[本文]:
八重の桜 17 会津の焦燥
文聞亭笑一
孝明天皇の崩御は、会津藩の立場をさらに一層に難しいものに変えてしまいました。
天皇の信任こそが容保以下、会津藩の命綱だったのです。江戸の幕府官僚機構からは冷たい目で見られ、新たに将軍位に就いた慶喜からも信頼されてはいません。そして、京の市民からも人気がない中で、一会桑政権の中核を担う立場です。
会津藩と、昨年まで政権を担当していた野田佳彦・元総理、あの人の立場が重なります。
ガマはダメ、鳩はもっとダメ、菅はどうしようもない、軽石幹事長に至っては国を壊す妖怪…と、マスコミ、知識人は民主党政権を見離しかけていました。海外からもロシア、中国、韓国の領土的ゆさぶり、米国、東南アジアはTPPに向けて日本外しが進んでいました。国民の支持率も急降下、歴代最低の支持率の中での政権担当でした。

[解くべき問題]:
(a) 本文によると、容保以下の会津藩にとって命綱だったものは何か。
(b) 本文のうち「八重の桜 17 会津の焦燥」で始まり「桑政権の中核を担う立場です。」で終わる箇所を、一字も変えずに書き写してください。

[提供レコード]:

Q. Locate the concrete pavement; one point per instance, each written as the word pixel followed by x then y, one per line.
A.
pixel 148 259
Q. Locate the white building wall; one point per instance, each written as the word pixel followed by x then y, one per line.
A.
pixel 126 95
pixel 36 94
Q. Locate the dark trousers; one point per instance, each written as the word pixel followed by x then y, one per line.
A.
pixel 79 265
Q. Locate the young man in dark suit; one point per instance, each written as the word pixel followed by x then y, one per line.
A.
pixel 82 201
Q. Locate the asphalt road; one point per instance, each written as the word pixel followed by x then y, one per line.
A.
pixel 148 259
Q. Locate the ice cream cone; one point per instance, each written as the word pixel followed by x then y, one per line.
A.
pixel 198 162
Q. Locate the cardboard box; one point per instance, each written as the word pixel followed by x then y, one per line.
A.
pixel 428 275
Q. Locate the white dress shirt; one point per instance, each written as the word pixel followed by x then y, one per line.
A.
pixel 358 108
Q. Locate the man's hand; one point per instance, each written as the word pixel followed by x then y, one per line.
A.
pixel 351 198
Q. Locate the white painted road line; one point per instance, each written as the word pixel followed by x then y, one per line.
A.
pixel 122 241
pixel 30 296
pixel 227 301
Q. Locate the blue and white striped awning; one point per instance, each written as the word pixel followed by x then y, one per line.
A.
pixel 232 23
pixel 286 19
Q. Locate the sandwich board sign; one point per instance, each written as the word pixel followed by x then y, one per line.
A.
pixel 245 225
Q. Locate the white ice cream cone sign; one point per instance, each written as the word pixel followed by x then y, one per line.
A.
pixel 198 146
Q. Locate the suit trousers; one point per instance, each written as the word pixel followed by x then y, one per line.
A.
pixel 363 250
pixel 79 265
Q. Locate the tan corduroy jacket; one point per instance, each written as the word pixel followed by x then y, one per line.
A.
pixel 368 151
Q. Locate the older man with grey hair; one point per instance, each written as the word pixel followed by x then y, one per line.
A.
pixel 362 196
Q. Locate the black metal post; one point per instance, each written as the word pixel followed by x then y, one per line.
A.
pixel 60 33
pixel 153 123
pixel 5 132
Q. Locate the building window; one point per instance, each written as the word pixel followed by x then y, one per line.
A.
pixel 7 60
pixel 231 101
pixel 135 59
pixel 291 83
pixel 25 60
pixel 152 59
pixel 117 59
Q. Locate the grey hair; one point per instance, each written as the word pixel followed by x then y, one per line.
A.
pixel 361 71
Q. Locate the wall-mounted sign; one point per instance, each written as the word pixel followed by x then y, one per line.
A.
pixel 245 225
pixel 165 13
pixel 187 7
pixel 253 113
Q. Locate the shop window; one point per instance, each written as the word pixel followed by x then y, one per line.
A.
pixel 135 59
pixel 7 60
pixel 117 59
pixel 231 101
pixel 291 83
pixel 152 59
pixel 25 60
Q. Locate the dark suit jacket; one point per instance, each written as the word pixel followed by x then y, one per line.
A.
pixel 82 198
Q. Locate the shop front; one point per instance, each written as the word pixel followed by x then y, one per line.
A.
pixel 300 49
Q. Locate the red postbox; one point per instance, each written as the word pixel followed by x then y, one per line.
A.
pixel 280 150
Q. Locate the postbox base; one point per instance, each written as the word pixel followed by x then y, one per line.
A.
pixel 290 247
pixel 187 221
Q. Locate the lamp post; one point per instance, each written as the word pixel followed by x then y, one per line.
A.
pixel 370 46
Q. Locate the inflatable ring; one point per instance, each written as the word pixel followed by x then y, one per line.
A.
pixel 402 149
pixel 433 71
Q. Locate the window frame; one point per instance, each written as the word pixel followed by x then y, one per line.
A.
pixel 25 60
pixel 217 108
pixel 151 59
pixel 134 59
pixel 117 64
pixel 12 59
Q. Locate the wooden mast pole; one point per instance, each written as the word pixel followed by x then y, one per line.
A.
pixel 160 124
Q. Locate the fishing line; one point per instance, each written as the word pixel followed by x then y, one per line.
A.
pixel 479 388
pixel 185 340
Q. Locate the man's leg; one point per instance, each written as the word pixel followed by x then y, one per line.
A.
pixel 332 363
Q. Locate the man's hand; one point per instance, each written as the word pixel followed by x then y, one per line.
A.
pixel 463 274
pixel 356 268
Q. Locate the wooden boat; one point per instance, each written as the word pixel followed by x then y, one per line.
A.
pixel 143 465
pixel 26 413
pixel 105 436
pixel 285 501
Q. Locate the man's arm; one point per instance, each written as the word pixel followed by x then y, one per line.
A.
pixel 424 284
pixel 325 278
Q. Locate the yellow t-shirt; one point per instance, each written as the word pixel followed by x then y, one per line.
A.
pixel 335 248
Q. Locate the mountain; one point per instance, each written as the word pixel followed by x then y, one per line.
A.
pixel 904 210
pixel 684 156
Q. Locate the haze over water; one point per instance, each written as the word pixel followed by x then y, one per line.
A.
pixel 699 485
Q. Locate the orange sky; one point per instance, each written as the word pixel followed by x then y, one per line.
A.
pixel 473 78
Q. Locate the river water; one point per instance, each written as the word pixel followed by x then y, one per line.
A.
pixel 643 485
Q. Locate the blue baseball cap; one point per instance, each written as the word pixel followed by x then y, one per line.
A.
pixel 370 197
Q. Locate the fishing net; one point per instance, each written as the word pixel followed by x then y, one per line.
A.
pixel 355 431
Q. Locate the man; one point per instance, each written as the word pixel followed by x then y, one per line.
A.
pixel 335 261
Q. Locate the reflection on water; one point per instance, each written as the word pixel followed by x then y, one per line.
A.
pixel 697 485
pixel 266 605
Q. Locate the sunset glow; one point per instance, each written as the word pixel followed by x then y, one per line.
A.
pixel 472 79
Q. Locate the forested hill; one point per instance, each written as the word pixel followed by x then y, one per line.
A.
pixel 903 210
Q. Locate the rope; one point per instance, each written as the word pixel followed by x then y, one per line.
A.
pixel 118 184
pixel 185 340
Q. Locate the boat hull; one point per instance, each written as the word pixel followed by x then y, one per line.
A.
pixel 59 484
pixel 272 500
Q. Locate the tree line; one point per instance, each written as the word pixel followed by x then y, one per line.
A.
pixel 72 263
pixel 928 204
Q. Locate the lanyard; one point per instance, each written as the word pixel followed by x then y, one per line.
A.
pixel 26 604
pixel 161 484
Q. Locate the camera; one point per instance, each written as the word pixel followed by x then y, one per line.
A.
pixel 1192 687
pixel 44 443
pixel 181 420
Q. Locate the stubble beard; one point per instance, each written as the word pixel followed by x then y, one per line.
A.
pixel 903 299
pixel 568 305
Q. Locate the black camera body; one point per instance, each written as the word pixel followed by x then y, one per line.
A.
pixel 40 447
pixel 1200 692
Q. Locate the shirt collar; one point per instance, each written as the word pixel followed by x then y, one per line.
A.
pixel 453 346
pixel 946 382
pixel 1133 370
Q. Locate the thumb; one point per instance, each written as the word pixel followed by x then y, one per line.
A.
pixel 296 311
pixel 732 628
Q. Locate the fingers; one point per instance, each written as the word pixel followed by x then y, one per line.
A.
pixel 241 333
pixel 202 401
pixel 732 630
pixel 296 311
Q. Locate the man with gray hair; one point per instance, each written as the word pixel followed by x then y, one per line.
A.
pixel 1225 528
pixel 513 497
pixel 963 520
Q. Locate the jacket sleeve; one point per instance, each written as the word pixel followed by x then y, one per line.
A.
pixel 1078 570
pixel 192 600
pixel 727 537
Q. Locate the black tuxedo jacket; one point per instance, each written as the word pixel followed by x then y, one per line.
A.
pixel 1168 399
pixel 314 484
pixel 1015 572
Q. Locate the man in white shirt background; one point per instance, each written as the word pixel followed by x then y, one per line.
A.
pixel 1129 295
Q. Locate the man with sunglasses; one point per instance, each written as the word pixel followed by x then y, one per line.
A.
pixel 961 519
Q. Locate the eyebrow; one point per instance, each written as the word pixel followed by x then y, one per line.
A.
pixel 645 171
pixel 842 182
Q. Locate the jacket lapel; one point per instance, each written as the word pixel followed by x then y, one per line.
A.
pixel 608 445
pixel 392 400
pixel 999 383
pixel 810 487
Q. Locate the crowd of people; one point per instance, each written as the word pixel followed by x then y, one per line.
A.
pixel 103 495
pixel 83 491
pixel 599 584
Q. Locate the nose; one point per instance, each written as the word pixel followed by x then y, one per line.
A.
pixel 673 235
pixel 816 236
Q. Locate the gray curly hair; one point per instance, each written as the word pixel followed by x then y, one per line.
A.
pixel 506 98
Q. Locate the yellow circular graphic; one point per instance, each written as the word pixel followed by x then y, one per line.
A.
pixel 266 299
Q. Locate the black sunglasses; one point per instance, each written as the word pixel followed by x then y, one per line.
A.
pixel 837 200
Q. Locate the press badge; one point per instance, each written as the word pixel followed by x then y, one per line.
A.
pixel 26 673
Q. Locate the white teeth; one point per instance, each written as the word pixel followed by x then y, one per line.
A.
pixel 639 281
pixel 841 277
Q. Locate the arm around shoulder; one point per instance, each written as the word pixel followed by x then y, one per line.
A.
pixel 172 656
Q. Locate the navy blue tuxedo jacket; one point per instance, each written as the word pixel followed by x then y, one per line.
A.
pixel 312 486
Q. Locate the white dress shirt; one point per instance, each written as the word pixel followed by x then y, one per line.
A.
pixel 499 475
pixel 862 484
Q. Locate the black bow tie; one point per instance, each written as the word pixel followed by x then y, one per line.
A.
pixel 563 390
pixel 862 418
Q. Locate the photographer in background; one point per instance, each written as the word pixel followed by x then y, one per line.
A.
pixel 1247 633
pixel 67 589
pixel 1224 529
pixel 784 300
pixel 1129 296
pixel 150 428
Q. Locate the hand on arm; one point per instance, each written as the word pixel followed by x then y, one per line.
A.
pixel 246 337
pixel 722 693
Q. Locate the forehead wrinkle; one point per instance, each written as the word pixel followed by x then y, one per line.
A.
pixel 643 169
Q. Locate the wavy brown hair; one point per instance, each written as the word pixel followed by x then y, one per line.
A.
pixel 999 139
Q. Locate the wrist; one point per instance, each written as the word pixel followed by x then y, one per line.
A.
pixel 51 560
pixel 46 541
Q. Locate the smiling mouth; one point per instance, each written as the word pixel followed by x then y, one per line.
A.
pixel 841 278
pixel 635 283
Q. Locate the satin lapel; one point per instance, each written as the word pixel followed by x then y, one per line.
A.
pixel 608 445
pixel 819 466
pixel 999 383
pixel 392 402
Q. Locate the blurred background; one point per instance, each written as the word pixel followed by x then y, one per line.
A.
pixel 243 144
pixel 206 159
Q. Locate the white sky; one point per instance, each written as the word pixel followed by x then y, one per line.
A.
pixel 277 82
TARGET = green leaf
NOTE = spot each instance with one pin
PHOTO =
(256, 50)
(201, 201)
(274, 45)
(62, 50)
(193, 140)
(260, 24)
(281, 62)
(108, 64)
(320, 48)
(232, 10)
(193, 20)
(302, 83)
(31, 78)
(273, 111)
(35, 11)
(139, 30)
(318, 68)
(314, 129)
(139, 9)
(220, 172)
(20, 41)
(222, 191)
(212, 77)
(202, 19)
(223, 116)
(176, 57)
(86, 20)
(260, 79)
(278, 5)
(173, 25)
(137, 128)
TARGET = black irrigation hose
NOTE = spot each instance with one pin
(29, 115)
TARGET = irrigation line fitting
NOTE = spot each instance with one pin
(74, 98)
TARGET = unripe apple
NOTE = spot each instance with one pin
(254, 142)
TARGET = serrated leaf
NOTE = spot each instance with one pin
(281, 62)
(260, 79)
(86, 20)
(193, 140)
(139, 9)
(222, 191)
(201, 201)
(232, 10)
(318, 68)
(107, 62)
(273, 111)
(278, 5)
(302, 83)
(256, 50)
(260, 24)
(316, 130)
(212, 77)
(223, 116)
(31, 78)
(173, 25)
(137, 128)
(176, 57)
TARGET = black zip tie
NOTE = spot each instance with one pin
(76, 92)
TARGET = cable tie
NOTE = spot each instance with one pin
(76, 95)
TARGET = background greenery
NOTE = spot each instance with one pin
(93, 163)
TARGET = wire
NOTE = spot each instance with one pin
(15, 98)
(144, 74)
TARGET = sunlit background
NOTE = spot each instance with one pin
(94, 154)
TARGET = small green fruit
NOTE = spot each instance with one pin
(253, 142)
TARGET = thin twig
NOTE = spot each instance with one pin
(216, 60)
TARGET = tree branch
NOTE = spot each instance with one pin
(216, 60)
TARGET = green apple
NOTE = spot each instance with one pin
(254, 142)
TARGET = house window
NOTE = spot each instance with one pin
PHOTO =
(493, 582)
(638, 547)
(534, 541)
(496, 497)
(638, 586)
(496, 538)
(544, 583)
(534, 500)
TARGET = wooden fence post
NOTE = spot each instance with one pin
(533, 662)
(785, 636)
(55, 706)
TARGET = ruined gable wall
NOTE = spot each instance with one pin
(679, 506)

[各問の解答]:
(a) 天皇の信任

(b)
八重の桜 17 会津の焦燥
文聞亭笑一
孝明天皇の崩御は、会津藩の立場をさらに一層に難しいものに変えてしまいました。
天皇の信任こそが容保以下、会津藩の命綱だったのです。江戸の幕府官僚機構からは冷たい目で見られ、新たに将軍位に就いた慶喜からも信頼されてはいません。そして、京の市民からも人気がない中で、一会桑政権の中核を担う立場です。